AIM OF THE EXERCISE —
Could you retype every record below exactly as it appears?

DATA EXTRACTS —
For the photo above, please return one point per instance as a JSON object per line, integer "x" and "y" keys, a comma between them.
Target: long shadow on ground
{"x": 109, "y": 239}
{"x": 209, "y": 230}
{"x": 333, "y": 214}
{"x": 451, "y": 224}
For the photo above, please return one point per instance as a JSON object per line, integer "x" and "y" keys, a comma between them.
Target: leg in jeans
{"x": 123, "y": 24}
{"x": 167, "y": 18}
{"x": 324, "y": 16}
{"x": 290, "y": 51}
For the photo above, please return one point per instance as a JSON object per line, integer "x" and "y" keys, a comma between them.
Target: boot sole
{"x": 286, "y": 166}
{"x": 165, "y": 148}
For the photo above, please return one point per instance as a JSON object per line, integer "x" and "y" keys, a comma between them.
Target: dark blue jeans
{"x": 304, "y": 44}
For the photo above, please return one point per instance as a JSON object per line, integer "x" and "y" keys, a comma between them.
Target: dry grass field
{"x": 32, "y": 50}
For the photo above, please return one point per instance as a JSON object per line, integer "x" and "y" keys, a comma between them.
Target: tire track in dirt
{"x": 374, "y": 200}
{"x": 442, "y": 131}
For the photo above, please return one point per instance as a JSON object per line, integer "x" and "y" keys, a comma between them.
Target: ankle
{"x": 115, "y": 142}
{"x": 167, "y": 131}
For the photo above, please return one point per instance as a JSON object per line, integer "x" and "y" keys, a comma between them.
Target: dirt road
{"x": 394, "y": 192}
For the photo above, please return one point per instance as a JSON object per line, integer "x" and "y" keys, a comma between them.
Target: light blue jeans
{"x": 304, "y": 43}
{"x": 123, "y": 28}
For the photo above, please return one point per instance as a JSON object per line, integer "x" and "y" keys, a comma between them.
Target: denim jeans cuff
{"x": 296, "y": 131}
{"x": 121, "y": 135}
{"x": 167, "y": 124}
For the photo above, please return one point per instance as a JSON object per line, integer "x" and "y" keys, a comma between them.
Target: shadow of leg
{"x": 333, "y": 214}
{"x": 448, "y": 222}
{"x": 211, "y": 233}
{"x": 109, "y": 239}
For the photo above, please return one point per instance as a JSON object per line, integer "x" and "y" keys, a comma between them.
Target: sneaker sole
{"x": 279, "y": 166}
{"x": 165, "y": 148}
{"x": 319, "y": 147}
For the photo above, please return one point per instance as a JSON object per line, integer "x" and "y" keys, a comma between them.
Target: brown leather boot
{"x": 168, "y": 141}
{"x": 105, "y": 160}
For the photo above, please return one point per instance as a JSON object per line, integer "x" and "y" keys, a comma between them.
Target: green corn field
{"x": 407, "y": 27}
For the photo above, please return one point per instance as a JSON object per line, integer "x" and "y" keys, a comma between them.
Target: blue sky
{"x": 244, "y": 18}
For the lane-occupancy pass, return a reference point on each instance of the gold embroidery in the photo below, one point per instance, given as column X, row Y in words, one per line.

ANSWER BELOW —
For the photo above, please return one point per instance as a JSON object per line, integer "x" and "y" keys, a comma between them.
Target: long shadow on ground
{"x": 109, "y": 239}
{"x": 209, "y": 230}
{"x": 333, "y": 214}
{"x": 451, "y": 224}
For the photo above, please return one point per instance as a JSON object per line, integer "x" and "y" keys, a comma between them.
Target: leg in jeans
{"x": 123, "y": 24}
{"x": 167, "y": 18}
{"x": 324, "y": 16}
{"x": 290, "y": 51}
For the photo above, please return one point per instance as a JSON object per line, integer "x" and "y" keys, a comma between them.
Target: boot sole
{"x": 286, "y": 166}
{"x": 165, "y": 148}
For the photo above, please return one point per instance as a JSON object per line, integer "x" and "y" keys, a comma between them.
Target: dark blue jeans
{"x": 304, "y": 44}
For the photo above, please return one point per instance as a JSON object per line, integer "x" and "y" keys, a comma between them.
Target: dry grass field
{"x": 32, "y": 50}
For the photo above, please return one point per instance as a JSON object per line, integer "x" and "y" keys, a comma between them.
Target: tire track in dirt
{"x": 374, "y": 200}
{"x": 442, "y": 131}
For the photo above, please return one point per instance as a JSON object per line, integer "x" and "y" keys, a comma between them.
Target: ankle
{"x": 115, "y": 142}
{"x": 167, "y": 131}
For the photo above, please return one point per instance as a JSON object per line, integer "x" and "y" keys, a comma between them.
Target: dirt road
{"x": 394, "y": 192}
For the photo above, please return one point per instance as a JSON object per line, integer "x" and "y" keys, a comma between them.
Target: light blue jeans
{"x": 304, "y": 43}
{"x": 123, "y": 28}
For the photo above, please return one point per instance as a JSON object per line, integer "x" and "y" keys, a comma between them.
Target: denim jeans cuff
{"x": 296, "y": 131}
{"x": 121, "y": 135}
{"x": 167, "y": 124}
For the photo above, please return one point per instance as a JSON object per line, integer "x" and "y" keys, a comma between them.
Target: shadow of leg
{"x": 333, "y": 214}
{"x": 448, "y": 222}
{"x": 211, "y": 233}
{"x": 109, "y": 239}
For the photo above, please return one point per instance as a JSON object per line, integer "x" and "y" keys, a comma between them.
Target: sneaker sole
{"x": 279, "y": 166}
{"x": 165, "y": 148}
{"x": 319, "y": 147}
For the photo above, please return one point per instance as a JSON object per line, integer "x" and "y" keys, a comma between them.
Target: brown leather boot
{"x": 168, "y": 141}
{"x": 105, "y": 160}
For the photo above, please return one point per instance as a JSON object per line, integer "x" and "y" keys, a comma between them.
Target: green corn field
{"x": 407, "y": 27}
For the photo above, please return one point per instance as a JSON object per line, integer "x" and "y" keys, a comma between them.
Target: blue sky
{"x": 244, "y": 18}
For the lane-occupancy pass, return a reference point on each instance of the gold embroidery in the photo below, one point per instance, given as column X, row Y in words, one per line.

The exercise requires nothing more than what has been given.